» Work to be completed:
How many of the rows below include the word "blue"? Reply with the number alone.

########

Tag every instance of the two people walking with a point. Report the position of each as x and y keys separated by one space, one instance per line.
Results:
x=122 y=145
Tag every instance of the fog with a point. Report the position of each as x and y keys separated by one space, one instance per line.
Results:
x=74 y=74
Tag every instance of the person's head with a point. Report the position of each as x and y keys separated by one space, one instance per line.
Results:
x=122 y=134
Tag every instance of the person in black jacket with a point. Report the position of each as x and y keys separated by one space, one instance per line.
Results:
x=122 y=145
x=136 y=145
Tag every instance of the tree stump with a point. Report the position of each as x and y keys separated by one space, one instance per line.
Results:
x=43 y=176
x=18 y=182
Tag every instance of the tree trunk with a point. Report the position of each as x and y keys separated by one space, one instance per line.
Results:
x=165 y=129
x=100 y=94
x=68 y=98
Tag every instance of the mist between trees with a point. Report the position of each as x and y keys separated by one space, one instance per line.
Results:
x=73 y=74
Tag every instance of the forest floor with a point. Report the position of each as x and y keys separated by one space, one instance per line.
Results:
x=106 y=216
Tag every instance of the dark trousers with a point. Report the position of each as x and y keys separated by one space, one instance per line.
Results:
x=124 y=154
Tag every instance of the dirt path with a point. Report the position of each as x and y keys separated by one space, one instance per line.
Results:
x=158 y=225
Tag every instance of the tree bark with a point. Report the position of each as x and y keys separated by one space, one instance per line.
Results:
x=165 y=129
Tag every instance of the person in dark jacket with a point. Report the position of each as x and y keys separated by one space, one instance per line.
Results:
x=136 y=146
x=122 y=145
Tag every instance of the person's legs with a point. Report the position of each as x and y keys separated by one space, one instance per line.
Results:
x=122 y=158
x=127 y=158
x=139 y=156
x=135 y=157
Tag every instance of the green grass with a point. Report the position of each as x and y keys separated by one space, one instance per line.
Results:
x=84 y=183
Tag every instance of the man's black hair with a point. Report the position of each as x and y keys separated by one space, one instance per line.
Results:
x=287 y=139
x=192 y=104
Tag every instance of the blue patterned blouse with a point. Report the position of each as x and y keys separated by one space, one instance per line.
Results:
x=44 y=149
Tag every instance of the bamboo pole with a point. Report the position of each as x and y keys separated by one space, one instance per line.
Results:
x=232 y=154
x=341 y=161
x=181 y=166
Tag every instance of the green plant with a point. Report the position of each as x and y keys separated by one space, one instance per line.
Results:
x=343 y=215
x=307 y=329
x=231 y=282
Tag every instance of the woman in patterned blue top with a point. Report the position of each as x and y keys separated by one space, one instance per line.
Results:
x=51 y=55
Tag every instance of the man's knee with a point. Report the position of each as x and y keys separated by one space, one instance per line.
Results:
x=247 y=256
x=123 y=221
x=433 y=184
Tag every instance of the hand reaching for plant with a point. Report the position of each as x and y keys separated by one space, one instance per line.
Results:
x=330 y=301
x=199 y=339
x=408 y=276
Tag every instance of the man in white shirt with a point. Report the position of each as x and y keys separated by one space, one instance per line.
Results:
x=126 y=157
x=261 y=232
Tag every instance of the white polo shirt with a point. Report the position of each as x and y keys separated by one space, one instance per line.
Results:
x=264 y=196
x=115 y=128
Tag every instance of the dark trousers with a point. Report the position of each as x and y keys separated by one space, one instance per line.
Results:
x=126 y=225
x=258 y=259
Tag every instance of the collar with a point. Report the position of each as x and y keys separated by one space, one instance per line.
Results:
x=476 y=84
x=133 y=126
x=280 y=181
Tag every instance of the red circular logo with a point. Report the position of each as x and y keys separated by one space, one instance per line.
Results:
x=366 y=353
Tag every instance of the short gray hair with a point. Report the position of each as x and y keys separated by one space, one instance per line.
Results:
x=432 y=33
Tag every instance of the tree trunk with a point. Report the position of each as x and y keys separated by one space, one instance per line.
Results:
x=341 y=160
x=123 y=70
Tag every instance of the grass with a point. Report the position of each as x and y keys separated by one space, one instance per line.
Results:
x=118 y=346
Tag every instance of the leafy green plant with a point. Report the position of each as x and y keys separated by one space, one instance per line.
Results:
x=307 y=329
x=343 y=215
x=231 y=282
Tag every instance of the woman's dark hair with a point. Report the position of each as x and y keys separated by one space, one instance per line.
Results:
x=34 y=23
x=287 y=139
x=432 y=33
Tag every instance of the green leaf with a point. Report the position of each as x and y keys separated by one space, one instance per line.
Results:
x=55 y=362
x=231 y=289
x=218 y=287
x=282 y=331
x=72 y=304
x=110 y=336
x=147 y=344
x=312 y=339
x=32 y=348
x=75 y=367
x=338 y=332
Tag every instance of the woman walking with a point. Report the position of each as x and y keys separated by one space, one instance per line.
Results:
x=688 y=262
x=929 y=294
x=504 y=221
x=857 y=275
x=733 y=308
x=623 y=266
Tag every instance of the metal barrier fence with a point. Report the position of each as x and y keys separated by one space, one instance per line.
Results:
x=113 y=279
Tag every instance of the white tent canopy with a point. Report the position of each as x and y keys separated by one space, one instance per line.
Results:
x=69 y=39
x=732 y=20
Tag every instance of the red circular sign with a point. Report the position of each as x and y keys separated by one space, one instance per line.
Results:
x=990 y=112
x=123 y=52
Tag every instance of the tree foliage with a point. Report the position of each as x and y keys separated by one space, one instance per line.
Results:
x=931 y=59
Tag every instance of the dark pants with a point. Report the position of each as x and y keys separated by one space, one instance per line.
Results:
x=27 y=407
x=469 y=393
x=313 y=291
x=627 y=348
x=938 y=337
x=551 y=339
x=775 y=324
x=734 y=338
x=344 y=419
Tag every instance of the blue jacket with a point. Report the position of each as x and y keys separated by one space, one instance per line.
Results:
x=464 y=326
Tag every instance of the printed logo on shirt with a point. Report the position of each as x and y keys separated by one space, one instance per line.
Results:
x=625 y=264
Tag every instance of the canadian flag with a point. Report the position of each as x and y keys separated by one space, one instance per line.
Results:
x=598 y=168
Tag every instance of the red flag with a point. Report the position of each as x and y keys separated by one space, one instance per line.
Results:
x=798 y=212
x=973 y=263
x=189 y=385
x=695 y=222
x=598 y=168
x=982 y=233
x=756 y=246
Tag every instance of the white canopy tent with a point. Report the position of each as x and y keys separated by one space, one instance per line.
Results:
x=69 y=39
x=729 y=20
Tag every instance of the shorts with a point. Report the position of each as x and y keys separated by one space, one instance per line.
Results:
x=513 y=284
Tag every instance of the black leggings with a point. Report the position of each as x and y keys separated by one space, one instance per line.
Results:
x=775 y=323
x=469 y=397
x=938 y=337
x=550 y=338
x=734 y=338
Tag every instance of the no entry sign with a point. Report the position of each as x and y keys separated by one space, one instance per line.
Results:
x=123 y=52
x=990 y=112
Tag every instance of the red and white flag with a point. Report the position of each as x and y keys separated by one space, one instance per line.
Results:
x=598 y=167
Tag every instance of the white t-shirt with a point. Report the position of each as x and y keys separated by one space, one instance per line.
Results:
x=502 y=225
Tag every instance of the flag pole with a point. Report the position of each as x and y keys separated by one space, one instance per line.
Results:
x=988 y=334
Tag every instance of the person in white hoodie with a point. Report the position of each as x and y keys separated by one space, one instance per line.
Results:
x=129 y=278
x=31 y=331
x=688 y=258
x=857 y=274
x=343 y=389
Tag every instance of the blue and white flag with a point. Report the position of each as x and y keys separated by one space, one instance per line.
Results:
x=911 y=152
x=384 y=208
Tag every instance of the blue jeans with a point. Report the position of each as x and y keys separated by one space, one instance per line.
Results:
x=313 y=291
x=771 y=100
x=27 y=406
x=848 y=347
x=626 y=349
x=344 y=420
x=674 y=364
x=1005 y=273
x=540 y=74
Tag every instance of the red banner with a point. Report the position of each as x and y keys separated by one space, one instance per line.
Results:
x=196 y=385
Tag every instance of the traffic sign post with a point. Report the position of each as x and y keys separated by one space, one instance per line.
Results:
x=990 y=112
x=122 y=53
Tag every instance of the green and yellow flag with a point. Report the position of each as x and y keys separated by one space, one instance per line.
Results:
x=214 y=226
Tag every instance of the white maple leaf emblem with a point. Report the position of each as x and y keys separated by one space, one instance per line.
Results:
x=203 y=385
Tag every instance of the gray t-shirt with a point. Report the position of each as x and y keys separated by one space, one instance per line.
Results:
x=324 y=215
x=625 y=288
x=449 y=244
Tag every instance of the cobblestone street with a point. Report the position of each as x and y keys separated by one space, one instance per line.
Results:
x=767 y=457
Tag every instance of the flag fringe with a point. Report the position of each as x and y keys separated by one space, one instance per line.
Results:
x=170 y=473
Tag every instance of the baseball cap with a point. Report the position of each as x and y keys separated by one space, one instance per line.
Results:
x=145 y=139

########

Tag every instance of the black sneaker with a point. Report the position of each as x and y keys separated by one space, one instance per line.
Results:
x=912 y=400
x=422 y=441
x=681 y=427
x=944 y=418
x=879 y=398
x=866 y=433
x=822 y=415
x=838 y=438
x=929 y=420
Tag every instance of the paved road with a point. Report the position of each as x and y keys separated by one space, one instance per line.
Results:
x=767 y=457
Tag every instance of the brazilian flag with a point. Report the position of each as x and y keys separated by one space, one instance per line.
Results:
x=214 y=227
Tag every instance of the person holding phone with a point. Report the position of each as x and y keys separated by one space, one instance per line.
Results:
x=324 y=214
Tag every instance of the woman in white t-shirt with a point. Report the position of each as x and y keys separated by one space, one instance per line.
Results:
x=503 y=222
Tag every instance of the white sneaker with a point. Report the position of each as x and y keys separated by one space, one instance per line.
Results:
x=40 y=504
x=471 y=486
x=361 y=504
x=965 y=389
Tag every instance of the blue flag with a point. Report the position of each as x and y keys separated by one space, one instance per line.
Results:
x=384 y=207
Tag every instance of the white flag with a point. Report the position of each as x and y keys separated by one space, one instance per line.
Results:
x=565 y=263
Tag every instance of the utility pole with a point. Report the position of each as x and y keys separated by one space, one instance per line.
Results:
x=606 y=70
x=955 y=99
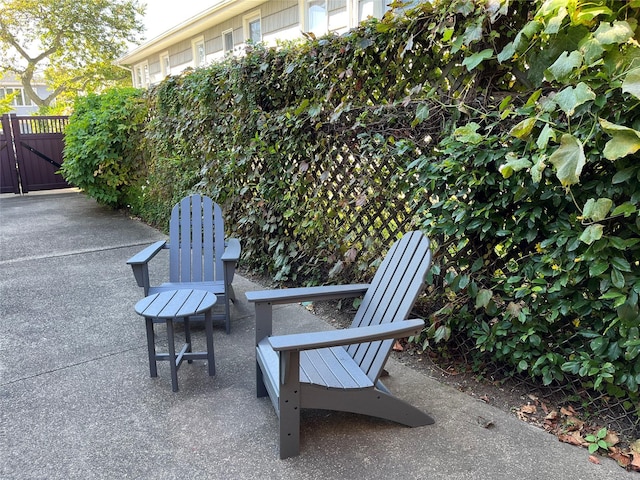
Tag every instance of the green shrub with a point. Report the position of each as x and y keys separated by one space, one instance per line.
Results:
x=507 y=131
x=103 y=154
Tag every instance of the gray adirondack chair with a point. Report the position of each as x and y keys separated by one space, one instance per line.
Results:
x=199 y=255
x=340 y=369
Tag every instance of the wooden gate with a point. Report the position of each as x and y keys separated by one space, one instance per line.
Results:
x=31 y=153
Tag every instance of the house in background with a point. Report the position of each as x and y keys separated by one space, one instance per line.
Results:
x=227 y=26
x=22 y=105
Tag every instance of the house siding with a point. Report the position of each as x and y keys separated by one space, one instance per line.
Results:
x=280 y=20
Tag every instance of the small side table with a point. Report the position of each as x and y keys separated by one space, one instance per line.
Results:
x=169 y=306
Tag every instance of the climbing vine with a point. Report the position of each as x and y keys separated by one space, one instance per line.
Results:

########

» The result:
6